• _Written exercise 1_:
Print the passage of the forum thread on a credit score drop starting at "If I had known" and ending at "the score drop.", with no changes.

Start of Selected text

I was at 728 now I have a 708
The only thing I can think of was that it dropped due to loss of age but if the account will still report for 10 years how is this possible?
The thing is I have another card with a high annual fee and APR that I want to close but if I do my score will more than likely tank further.
If I had known my score was going to drop this much I never would have closed it
By chance, do you carry any balances on your other cards?
That's a good question by LilMirth. If you have other CC balances then your utilization may have gone up because you lost the CL on that Cap 1 account. If your other revolving balances are at zero then there is another reason for the score drop.
From a BK years ago to:
7/09 TU-742 EQ- 779
8/09 TU-765 EQ- 783
9/09 EX pulled by lender 802
You can do the same thing with hard work.
@Anonymous wrote:
I'm thinking that maybe the reason why. Although the other cards I have have higher credit limits and I only charge 10% or so on them and then pay them off every month.
FICO not only looks at overall utilization but also individual card utilization. That's something to keep in mind when reporting balances. Try to have less than half your CC accounts report a balance each month with the other cards using 1-9% utilization.

End of Selected text
Start of Provided information

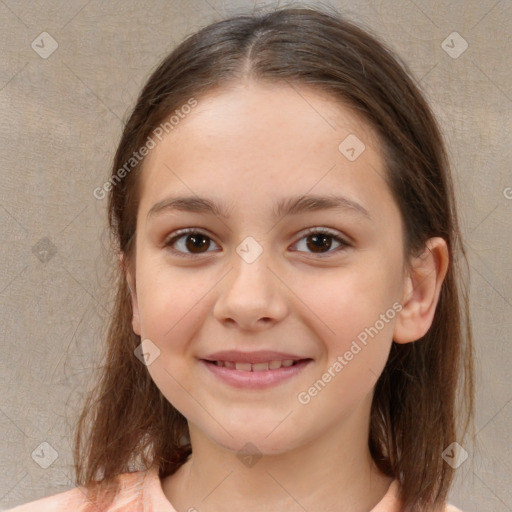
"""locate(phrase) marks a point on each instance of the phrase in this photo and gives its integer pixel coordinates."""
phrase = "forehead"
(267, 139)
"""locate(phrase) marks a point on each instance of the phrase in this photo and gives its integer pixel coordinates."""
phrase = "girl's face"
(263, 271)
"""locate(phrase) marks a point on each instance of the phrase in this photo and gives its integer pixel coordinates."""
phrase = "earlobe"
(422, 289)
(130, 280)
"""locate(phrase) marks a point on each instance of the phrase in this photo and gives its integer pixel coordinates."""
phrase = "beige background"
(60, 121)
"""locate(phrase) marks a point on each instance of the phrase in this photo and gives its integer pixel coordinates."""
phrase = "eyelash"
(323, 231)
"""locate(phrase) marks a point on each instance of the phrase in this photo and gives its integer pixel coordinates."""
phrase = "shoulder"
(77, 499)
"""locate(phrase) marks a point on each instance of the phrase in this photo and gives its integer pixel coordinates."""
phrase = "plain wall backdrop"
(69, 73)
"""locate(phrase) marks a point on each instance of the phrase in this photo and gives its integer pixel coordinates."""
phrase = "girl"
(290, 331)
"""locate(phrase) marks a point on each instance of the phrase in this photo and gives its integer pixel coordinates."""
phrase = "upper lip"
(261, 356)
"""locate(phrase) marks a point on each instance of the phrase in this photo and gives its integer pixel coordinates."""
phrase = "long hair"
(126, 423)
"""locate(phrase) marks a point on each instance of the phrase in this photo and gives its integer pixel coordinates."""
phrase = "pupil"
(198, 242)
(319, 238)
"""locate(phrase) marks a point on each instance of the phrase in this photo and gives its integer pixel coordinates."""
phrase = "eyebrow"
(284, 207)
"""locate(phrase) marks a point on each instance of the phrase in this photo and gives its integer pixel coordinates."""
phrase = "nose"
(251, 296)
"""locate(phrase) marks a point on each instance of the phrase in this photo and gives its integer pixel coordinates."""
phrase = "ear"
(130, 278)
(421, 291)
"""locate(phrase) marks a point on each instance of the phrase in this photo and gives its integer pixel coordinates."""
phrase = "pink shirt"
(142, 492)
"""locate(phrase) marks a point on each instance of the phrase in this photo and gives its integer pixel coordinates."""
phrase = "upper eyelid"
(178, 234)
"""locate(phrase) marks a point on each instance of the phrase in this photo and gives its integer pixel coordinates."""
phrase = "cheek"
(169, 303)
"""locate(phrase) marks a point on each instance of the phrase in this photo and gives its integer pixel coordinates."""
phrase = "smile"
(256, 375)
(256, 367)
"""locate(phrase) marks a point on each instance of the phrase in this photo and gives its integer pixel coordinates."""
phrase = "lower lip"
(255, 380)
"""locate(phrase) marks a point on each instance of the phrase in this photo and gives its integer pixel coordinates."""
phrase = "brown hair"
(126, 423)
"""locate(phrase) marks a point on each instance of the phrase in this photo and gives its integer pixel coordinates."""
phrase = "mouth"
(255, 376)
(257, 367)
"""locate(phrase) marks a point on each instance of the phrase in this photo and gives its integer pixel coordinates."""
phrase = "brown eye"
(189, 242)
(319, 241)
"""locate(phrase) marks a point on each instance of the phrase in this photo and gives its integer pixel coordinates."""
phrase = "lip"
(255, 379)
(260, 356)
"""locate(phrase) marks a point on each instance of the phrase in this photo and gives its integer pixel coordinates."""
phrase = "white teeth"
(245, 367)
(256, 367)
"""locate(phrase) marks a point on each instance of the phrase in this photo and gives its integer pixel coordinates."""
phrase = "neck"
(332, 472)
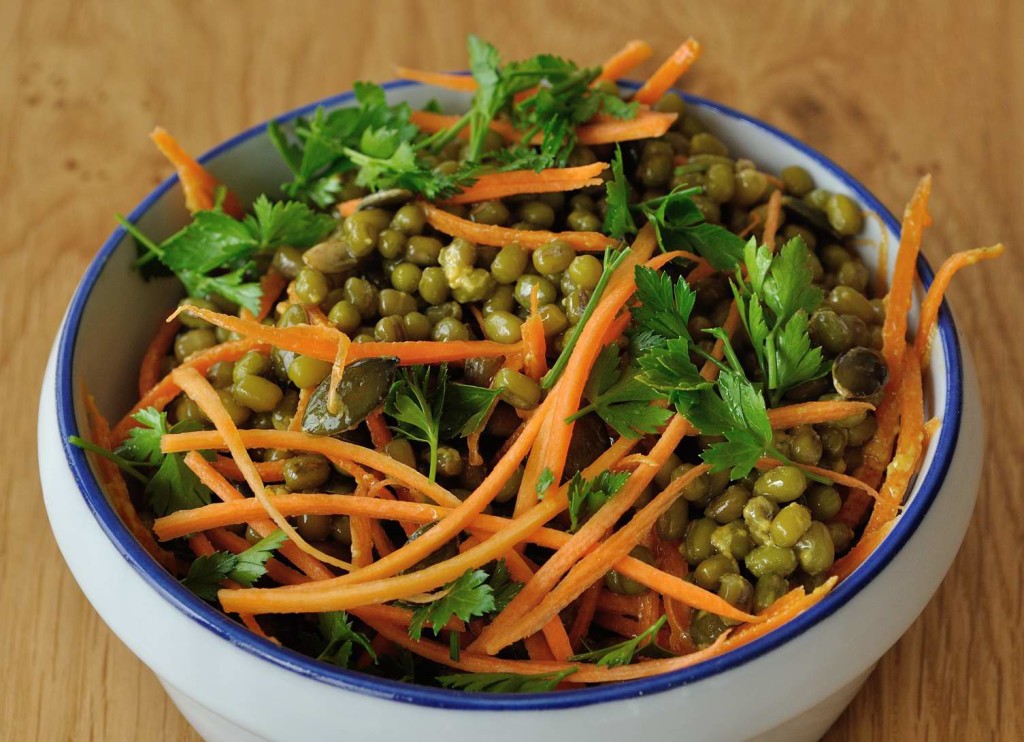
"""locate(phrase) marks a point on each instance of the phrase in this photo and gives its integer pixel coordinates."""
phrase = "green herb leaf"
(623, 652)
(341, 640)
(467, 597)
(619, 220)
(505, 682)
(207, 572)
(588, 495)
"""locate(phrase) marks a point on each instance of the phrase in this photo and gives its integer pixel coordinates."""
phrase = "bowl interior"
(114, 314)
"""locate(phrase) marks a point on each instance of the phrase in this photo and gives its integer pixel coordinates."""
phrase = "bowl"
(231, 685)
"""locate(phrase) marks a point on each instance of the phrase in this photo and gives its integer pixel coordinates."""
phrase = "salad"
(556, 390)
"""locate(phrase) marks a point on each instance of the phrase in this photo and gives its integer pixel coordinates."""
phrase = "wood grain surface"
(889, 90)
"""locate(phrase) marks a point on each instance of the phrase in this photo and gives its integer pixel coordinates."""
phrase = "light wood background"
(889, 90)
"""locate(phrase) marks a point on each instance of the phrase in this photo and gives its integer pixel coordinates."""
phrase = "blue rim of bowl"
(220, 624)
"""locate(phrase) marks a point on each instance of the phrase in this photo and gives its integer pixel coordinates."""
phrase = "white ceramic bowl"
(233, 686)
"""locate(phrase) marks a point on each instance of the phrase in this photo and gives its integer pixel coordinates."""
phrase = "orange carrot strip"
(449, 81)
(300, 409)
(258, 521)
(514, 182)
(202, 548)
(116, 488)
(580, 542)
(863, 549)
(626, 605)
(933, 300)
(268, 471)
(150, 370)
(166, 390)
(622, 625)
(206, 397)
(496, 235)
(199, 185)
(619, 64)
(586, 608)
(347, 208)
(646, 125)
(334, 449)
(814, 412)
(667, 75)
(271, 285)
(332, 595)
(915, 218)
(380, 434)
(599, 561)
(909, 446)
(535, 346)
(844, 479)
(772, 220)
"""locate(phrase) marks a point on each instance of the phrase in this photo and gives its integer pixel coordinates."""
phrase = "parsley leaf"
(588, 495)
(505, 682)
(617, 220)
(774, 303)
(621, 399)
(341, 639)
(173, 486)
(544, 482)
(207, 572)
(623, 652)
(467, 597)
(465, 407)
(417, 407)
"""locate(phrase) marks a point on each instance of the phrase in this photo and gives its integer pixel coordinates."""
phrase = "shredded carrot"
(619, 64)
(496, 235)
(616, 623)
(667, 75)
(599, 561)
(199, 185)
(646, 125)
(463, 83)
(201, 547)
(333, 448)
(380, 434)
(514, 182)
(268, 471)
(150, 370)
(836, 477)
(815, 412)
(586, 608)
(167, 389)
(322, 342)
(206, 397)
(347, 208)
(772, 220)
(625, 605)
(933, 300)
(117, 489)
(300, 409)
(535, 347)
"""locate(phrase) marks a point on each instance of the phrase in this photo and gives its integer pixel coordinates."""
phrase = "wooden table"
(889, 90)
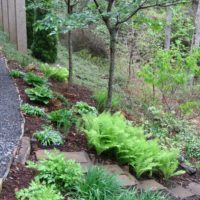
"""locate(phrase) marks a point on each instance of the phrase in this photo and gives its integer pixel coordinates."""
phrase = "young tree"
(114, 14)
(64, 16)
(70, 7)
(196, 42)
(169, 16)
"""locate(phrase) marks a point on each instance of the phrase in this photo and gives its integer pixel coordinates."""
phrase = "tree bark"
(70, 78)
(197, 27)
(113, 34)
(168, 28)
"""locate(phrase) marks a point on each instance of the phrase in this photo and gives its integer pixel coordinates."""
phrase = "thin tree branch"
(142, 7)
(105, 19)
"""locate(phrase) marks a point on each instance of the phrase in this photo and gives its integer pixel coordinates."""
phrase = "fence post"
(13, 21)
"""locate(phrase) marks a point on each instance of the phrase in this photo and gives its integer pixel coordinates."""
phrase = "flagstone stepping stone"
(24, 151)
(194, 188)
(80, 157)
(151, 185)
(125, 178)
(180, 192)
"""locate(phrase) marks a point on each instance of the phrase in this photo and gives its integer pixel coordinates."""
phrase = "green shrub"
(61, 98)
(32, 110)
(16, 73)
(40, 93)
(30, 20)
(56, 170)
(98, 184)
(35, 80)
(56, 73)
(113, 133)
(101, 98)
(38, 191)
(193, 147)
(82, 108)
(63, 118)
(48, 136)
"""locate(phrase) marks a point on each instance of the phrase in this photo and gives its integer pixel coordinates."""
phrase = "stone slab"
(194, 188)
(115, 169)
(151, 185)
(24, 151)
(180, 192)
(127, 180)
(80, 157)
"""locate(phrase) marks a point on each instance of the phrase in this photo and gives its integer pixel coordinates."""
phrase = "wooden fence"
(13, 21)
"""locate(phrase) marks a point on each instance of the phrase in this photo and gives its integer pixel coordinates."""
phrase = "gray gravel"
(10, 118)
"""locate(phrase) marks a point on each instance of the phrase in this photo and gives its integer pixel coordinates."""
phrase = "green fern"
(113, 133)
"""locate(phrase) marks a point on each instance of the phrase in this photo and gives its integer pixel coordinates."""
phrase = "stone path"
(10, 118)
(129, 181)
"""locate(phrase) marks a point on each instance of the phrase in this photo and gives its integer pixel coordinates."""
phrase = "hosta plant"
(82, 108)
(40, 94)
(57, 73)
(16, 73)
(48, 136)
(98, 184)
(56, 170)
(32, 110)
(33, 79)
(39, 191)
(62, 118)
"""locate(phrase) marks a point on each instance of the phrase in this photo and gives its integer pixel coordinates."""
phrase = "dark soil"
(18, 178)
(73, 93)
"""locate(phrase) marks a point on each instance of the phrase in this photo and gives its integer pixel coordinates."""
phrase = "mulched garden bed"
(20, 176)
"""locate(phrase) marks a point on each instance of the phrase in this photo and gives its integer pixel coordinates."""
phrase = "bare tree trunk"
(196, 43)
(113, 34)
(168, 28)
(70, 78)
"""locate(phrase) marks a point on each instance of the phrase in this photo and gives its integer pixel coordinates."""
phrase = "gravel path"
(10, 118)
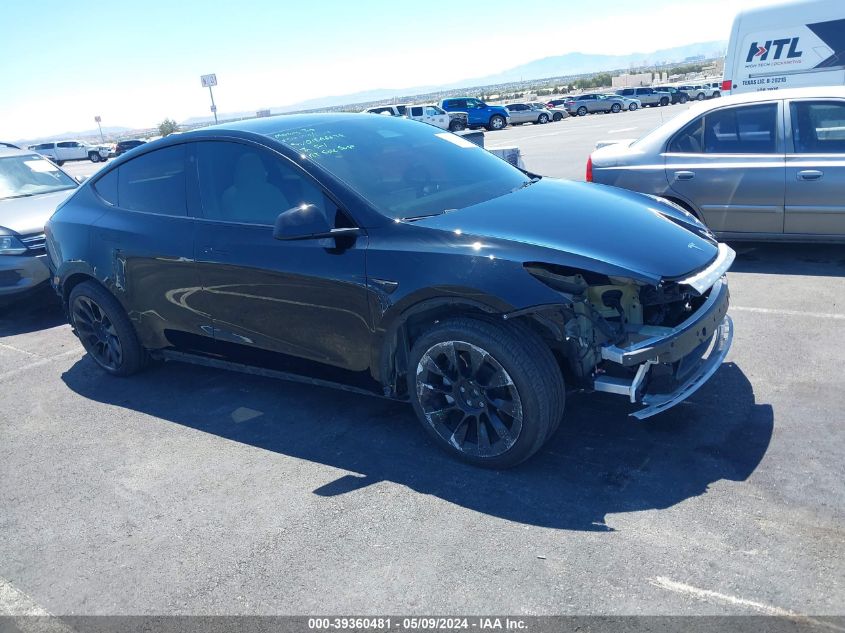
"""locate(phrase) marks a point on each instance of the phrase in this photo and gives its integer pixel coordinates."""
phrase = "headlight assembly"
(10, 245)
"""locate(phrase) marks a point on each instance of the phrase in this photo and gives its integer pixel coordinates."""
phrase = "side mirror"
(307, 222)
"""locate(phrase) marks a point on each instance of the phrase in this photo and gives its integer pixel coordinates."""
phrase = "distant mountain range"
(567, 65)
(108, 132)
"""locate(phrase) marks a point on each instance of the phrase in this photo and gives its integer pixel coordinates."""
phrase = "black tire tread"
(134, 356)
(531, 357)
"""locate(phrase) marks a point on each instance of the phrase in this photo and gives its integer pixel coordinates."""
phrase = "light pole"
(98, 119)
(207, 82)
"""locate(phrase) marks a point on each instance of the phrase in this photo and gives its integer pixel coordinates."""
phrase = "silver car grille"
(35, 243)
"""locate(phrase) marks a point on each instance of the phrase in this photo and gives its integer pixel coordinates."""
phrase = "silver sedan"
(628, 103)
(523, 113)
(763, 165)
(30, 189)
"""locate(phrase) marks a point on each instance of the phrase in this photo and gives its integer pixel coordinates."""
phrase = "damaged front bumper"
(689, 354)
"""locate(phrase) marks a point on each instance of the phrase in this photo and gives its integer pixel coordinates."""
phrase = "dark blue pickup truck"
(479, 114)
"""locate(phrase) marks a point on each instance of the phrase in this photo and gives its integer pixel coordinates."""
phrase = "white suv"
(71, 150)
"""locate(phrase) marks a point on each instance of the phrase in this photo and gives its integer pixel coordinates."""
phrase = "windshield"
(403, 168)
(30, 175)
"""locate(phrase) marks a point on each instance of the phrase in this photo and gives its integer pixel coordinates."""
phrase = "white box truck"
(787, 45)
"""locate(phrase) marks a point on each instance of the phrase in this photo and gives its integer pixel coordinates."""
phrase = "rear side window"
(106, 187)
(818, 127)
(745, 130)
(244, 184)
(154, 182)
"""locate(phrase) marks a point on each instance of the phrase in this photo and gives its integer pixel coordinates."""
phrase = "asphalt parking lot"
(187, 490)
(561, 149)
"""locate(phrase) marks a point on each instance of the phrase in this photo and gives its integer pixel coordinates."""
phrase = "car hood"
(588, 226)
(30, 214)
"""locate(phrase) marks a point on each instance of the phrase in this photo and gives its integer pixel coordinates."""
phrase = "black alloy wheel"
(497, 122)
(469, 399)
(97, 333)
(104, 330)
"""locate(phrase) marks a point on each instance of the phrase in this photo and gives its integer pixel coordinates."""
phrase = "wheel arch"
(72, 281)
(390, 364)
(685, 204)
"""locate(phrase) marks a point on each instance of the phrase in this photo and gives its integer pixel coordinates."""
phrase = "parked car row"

End of Provided information

• _Written exercise 2_:
Report each line of the point placement records above that contains the string "tree", treating uppercase and lowercase letters as different.

• _Final result 1_:
If I had known my score was going to drop this much I never would have closed it
By chance, do you carry any balances on your other cards?
That's a good question by LilMirth. If you have other CC balances then your utilization may have gone up because you lost the CL on that Cap 1 account. If your other revolving balances are at zero then there is another reason for the score drop.

• _Final result 2_:
phrase = "young tree"
phrase = "tree bark"
phrase = "thin tree branch"
phrase = "bare tree trunk"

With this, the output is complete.